Quote the Yucca Mountain article word for word, starting at "In contrast the" and ending at "president approve it.".

● Text block:
Start of Block
NRC accused of loosening Yucca rules
Wednesday, Nov. 3, 1999 | 10:36 a.m.
Critics of a plan to regulate a high-level nuclear waste repository at Yucca Mountain attacked the Nuclear Regulatory Commission Tuesday for a rule that appears to help the U.S. Department of Energy build the proposed dump 90 miles northwest of Las Vegas.
Nevada officials, local government representatives and citizens said at a workshop in Las Vegas on the NRC's rule that the commission is loosening the limits on radiation in ground water and in air and possibly threatening people living in the shadow of the mountain.
The NRC proposes that a total of 25 millirems of radiation -- the amount received in 3 1/2 chest X-rays -- can escape the mountain and expose a person about 12 miles away each year. The NRC will include ground water contamination within that overall allowance, but will not set a specific limit for water.
In contrast the Environmental Protection Agency offered a 15-millirem limit -- equivalent to about 2 1/2 chest X-rays -- that includes that a maximum of 4 millirems can escape through the ground water per year.
Yucca Mountain is the only site being considered as a dump for 77,000 tons of spent fuel from the nation's nuclear power plants and defense-related radioactive waste. If it passes scientific muster it could open by 2010.
One key standard it must meet is how much radiation can escape the repository per year. Who sets that standard is the subject of hot debate and political maneuvering, because proponents have said a repository at Yucca Mountain could not meet the EPA standard.
The NRC would license the repository if Congress and the president approve it.
"This mountain seems to be setting its own rules," Judy Treichel, director of the citizen information group Nuclear Waste Task Force, said Tuesday.
"What would cause the regulators to go to Congress and say, 'This is a dog, this is a show-stopper?' " she asked. "We don't have that from the proposed rule."
End of Block
● Data to examine:
Start of Block
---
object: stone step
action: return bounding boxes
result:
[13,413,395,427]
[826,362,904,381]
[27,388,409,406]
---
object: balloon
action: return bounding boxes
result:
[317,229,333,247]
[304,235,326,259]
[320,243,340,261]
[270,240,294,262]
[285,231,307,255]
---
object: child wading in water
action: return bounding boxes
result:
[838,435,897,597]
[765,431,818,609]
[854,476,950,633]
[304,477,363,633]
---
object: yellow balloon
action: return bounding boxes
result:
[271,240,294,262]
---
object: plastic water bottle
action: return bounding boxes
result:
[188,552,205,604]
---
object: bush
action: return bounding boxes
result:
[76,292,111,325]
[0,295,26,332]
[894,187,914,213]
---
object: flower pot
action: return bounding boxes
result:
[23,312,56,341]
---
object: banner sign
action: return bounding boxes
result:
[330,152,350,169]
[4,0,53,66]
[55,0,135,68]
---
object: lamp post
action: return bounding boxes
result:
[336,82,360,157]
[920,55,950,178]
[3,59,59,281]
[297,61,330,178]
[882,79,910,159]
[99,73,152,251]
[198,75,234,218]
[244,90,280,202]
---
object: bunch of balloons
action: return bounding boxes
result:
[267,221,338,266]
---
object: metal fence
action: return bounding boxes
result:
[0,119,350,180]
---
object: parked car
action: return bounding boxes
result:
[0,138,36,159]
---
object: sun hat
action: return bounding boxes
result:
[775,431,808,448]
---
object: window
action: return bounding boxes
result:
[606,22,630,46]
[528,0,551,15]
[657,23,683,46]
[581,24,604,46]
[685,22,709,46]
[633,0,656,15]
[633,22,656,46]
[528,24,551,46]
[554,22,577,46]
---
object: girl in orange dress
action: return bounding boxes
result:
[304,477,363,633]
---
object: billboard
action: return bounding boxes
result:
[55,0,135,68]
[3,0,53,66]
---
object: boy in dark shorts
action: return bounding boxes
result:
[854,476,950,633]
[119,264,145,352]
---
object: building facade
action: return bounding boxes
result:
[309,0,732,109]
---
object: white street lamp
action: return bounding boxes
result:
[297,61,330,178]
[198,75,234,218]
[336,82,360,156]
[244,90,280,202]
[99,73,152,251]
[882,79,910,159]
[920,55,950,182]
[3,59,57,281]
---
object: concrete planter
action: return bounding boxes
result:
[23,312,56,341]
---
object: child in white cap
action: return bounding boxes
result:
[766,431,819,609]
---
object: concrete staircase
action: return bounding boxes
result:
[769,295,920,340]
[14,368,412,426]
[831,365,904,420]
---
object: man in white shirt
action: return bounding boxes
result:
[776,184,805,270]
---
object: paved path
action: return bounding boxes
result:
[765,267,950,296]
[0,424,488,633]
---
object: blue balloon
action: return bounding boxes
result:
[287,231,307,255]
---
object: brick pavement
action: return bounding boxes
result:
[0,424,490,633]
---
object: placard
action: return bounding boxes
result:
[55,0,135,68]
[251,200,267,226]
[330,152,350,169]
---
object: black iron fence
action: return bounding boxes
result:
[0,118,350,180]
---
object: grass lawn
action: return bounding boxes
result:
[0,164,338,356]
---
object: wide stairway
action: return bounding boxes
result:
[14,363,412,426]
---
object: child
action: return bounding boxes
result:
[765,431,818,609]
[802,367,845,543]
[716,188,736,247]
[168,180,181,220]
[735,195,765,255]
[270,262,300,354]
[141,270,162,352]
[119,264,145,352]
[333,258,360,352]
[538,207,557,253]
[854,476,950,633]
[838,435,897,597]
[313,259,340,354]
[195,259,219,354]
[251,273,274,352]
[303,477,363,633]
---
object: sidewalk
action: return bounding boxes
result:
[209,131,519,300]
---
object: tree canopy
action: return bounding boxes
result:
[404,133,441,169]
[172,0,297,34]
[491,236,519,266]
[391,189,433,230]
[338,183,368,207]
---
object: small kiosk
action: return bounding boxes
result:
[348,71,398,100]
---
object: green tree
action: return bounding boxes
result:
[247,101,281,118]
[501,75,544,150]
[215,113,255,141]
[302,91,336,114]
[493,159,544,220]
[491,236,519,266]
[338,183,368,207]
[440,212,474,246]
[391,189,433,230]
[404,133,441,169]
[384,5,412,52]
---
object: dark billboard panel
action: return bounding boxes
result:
End of Block
● Expected answer:
In contrast the Environmental Protection Agency offered a 15-millirem limit -- equivalent to about 2 1/2 chest X-rays -- that includes that a maximum of 4 millirems can escape through the ground water per year.
Yucca Mountain is the only site being considered as a dump for 77,000 tons of spent fuel from the nation's nuclear power plants and defense-related radioactive waste. If it passes scientific muster it could open by 2010.
One key standard it must meet is how much radiation can escape the repository per year. Who sets that standard is the subject of hot debate and political maneuvering, because proponents have said a repository at Yucca Mountain could not meet the EPA standard.
The NRC would license the repository if Congress and the president approve it.